§ **GOAL A**
According to the excerpt on downhole well devices, which downhole conditions may the sensors or transducers measure?
● ● ● ●
The Related Applications describe ways to deliver electrical power to downhole devices, and to provide bi-directional communications between the surface and each downhole device individually. The downhole devices may contain sensors or transducers to measure downhole conditions, such as pressure, flow rate, liquid density, or acoustic waveforms. Such measurements can be transmitted to the surface and made available in near-real-time. The downhole devices may also comprise electrically controllable valves, pressure regulators, or other mechanical control devices that can be operated or whose set-points may be changed in real time by commands sent from the surface to each individual device downhole. Downhole devices to measure and control inflow or injection over long interval completions are placed within well sections. The measured flow rates are used to control accompanying devices, which are used to regulate inflow from or injection into subsections of the completion.

BRIEF DESCRIPTION OF THE DRAWINGS

Other objects and advantages of the invention will become apparent upon reading the following detailed description and upon referencing the accompanying drawings, in which:

FIG. 1A is schematic of an upper portion of a petroleum well in accordance with a preferred embodiment of the present invention;

FIG. 1B is schematic of an upper portion of a petroleum well in accordance with another preferred embodiment of the present invention;

FIG. 2 is a schematic of a downhole portion of a petroleum production well in accordance with a preferred embodiment of the present invention;

FIG. 3 is an enlarged view of a portion of FIG. 2 showing a well section of the petroleum production well;

FIG. 4 graphs cumulative pressure drop along production tubing as a function of distance along the tubing for a range of differences between reservoir pressure and well toe pressure; and

FIG. 5 graphs relative inflow rate as a function of distance along the tubing for a range of differences between the reservoir pressure and the pressure at the toe of the well.

DETAILED DESCRIPTION OF THE INVENTION

Referring now to the drawings, wherein like reference numbers are used herein to designate like elements throughout the various views, a preferred embodiment of the present invention is illustrated and further described, and other possible embodiments of the present invention are described. The figures are not necessarily drawn to scale, and in some instances the drawings have been exaggerated and/or simplified in places for illustrative purposes only. One of ordinary skill in the art will appreciate the many possible applications and variations of the present invention based on the following examples of possible embodiments of the present invention, as well as based on those embodiments illustrated and discussed in the Related Applications, which are incorporated by reference herein to the maximum extent allowed by law.
● ● ● ●
§ **GOAL B**
Convert every line of the entries below into a Markdown table with the columns "Row" and "Entry line," skipping blank lines. Leave the pictures out of the table.
● ● ● ●
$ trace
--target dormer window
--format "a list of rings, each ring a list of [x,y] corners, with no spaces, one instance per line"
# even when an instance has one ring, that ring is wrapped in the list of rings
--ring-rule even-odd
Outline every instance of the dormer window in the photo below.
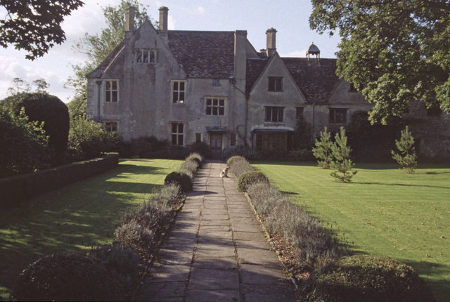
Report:
[[[269,77],[269,91],[283,91],[283,77]]]
[[[156,51],[154,49],[137,49],[136,51],[136,63],[155,63],[156,61]]]
[[[184,103],[184,88],[186,81],[172,81],[172,103]]]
● ● ● ●
§ **ANSWER A**
Pressure, flow rate, liquid density, or acoustic waveforms.

§ **ANSWER B**
| Row | Entry line |
|---|---|
| 1 | $ trace |
| 2 | --target dormer window |
| 3 | --format "a list of rings, each ring a list of [x,y] corners, with no spaces, one instance per line" |
| 4 | # even when an instance has one ring, that ring is wrapped in the list of rings |
| 5 | --ring-rule even-odd |
| 6 | Outline every instance of the dormer window in the photo below. |
| 7 | Report: |
| 8 | [[[269,77],[269,91],[283,91],[283,77]]] |
| 9 | [[[156,51],[154,49],[137,49],[136,51],[136,63],[155,63],[156,61]]] |
| 10 | [[[184,103],[184,88],[186,81],[172,81],[172,103]]] |